→ The request:
Copy the data from the line containing "segment --target bride" up to and including the line containing "Provide the outline of every instance of the bride", swapping "white dress" for "ivory gown" and keeping everything else the same.

+-------+

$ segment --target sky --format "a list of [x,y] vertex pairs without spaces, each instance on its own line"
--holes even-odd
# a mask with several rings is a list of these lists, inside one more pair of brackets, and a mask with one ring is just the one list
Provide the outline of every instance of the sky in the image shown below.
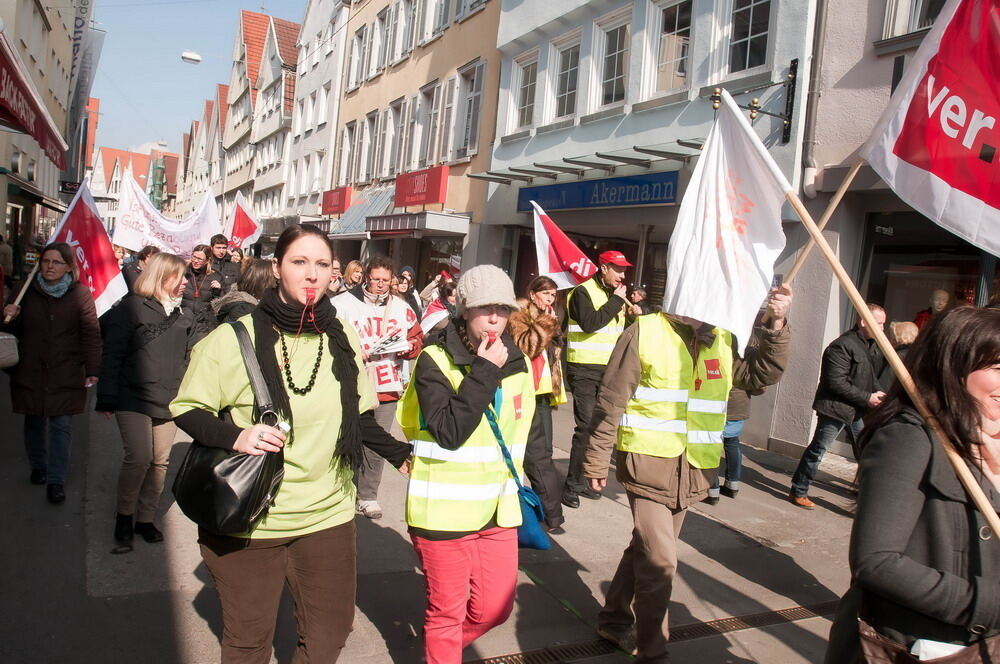
[[[263,8],[261,2],[264,1]],[[126,149],[181,134],[200,120],[205,99],[229,83],[241,9],[299,23],[306,0],[96,0],[104,50],[91,96],[101,100],[97,146]],[[201,64],[181,61],[197,51]]]

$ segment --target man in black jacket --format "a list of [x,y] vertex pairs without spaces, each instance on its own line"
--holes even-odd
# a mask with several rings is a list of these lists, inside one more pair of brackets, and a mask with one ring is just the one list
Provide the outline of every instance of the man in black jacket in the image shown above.
[[576,420],[562,494],[566,507],[579,507],[581,495],[593,500],[601,497],[586,484],[583,458],[604,368],[626,323],[625,269],[632,264],[620,251],[605,251],[598,256],[598,263],[597,273],[574,288],[566,303],[566,380],[573,393]]
[[[877,304],[869,304],[868,308],[875,322],[880,327],[885,325],[885,309]],[[793,505],[815,509],[816,504],[806,495],[809,484],[816,477],[830,443],[845,427],[854,448],[854,457],[860,457],[857,437],[863,426],[861,416],[885,398],[878,382],[878,375],[884,366],[885,357],[875,343],[874,332],[864,320],[859,320],[854,329],[844,332],[826,347],[819,387],[813,399],[813,410],[817,416],[816,432],[792,476],[788,499]]]
[[234,263],[232,256],[229,255],[229,241],[225,235],[212,236],[211,261],[212,272],[218,273],[222,281],[222,294],[225,295],[240,278],[240,264]]

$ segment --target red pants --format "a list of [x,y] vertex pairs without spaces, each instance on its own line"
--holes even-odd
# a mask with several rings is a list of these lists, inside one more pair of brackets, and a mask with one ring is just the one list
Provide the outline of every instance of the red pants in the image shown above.
[[514,608],[517,529],[491,528],[444,541],[412,539],[427,586],[427,664],[460,664],[462,649],[503,624]]

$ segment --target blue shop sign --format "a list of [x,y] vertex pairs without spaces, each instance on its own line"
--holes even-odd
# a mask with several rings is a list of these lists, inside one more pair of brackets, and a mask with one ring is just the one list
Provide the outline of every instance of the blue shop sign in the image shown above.
[[677,171],[522,187],[517,211],[530,212],[529,201],[546,211],[671,205],[677,202]]

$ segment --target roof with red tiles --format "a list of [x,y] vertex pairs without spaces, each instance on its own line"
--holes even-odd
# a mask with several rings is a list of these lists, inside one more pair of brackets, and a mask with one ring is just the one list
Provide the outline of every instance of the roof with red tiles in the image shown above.
[[278,55],[286,65],[294,69],[299,60],[299,49],[295,44],[299,40],[299,30],[302,26],[283,18],[271,17],[271,20],[274,22],[274,35],[278,40]]
[[219,109],[219,131],[221,132],[226,126],[226,113],[229,112],[229,104],[227,99],[229,98],[229,86],[219,83],[215,86],[215,103]]
[[240,34],[243,48],[246,52],[246,75],[250,84],[250,105],[256,102],[257,74],[260,72],[260,60],[264,56],[264,42],[267,39],[267,28],[271,17],[267,14],[240,10]]

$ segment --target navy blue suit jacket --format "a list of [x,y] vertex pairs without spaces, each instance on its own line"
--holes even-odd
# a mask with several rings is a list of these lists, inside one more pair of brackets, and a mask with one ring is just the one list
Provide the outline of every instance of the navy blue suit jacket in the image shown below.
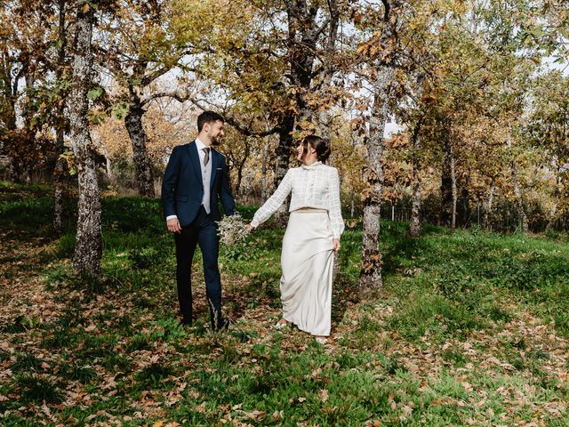
[[[235,200],[231,195],[225,157],[215,149],[210,151],[212,177],[210,180],[210,208],[213,221],[220,221],[218,201],[220,199],[227,215],[235,214]],[[204,198],[204,184],[196,141],[174,147],[162,181],[162,205],[165,217],[178,216],[180,225],[186,227],[197,216]],[[219,198],[218,198],[219,197]]]

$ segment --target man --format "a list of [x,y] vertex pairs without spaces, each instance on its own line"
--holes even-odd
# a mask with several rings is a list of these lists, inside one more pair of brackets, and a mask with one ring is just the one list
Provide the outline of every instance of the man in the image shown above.
[[221,280],[218,266],[220,220],[218,197],[225,214],[235,214],[225,157],[212,146],[223,138],[224,120],[213,111],[197,117],[198,135],[188,144],[175,147],[162,182],[162,205],[166,226],[176,242],[176,282],[182,324],[191,325],[191,266],[196,245],[202,250],[205,294],[213,330],[228,327],[221,315]]

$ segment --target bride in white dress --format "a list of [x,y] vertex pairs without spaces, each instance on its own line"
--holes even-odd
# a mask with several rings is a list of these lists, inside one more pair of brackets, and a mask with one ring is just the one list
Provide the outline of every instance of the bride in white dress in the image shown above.
[[333,252],[340,249],[344,230],[340,181],[338,171],[324,164],[330,156],[328,141],[308,136],[297,152],[302,165],[288,170],[250,226],[267,221],[292,193],[281,254],[283,318],[276,327],[293,323],[325,343],[332,318]]

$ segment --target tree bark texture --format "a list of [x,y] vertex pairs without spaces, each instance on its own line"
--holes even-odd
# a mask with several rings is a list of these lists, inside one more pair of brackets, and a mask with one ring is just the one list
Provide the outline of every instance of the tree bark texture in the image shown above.
[[388,88],[395,77],[392,67],[381,65],[373,85],[373,107],[370,118],[370,134],[366,141],[366,188],[364,198],[364,233],[362,242],[362,270],[359,285],[363,288],[379,288],[381,278],[380,252],[380,221],[381,219],[381,192],[385,124],[388,119]]
[[490,181],[490,189],[488,190],[488,197],[486,198],[486,206],[484,213],[484,228],[491,230],[490,214],[492,213],[492,205],[494,199],[494,192],[496,190],[496,177],[493,176]]
[[136,171],[136,185],[139,195],[143,197],[154,197],[154,177],[150,160],[146,150],[147,136],[142,126],[144,109],[136,89],[129,87],[131,93],[128,114],[124,117],[124,126],[128,131],[132,146],[134,170]]
[[[508,147],[511,149],[512,140],[511,135],[508,137]],[[527,233],[529,226],[527,223],[527,215],[525,214],[525,209],[524,208],[524,199],[522,197],[522,190],[519,187],[519,181],[517,180],[517,166],[516,165],[516,159],[512,155],[512,159],[509,162],[509,171],[512,177],[512,187],[514,189],[514,197],[516,198],[516,208],[517,210],[517,217],[522,232]]]
[[411,220],[409,221],[409,233],[413,238],[421,236],[421,165],[419,151],[421,150],[421,139],[419,128],[413,132],[413,195],[411,206]]
[[451,230],[456,230],[456,204],[458,200],[458,191],[456,189],[456,159],[454,158],[454,146],[451,145],[451,183],[453,189],[453,214],[451,217]]
[[100,270],[102,254],[100,194],[87,117],[87,92],[92,74],[94,9],[87,1],[81,1],[77,4],[77,11],[76,44],[68,106],[71,143],[79,181],[79,212],[73,267],[81,274],[97,276]]
[[556,165],[555,171],[555,187],[553,189],[553,205],[549,211],[549,218],[548,219],[548,225],[546,230],[550,230],[555,224],[555,221],[557,215],[557,208],[559,206],[559,199],[561,197],[561,165],[559,165],[559,159],[556,157],[553,159],[553,163]]
[[441,225],[450,227],[453,222],[453,153],[451,144],[444,141],[443,163],[441,165]]
[[[66,3],[67,0],[59,0],[58,2],[60,9],[58,28],[60,49],[58,52],[58,64],[56,72],[56,77],[58,81],[61,79],[63,76],[63,68],[65,67],[65,52],[67,49],[67,32],[65,28]],[[62,96],[62,94],[60,96]],[[63,150],[65,149],[65,147],[63,146],[63,137],[65,133],[64,109],[64,103],[60,102],[57,112],[58,124],[55,128],[55,149],[58,158],[56,160],[55,169],[53,171],[53,178],[55,180],[55,190],[53,192],[53,230],[58,235],[61,233],[63,228],[63,189],[65,186],[65,179],[68,173],[64,160],[60,158],[60,155],[63,154]]]

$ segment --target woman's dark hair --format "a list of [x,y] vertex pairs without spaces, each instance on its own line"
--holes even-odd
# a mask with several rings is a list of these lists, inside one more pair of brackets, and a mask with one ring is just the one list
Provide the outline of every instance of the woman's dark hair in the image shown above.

+-------+

→ The reply:
$ segment --target bride in ivory gown --format "a list of [x,y] vertex pairs without spaces, each instance on its own line"
--holes even-odd
# a mask with several rings is a list of these lists, inside one more pair of brackets, and a mask with one ring is just the one list
Provide the outline of every instance of the bride in ivory gown in the image shown above.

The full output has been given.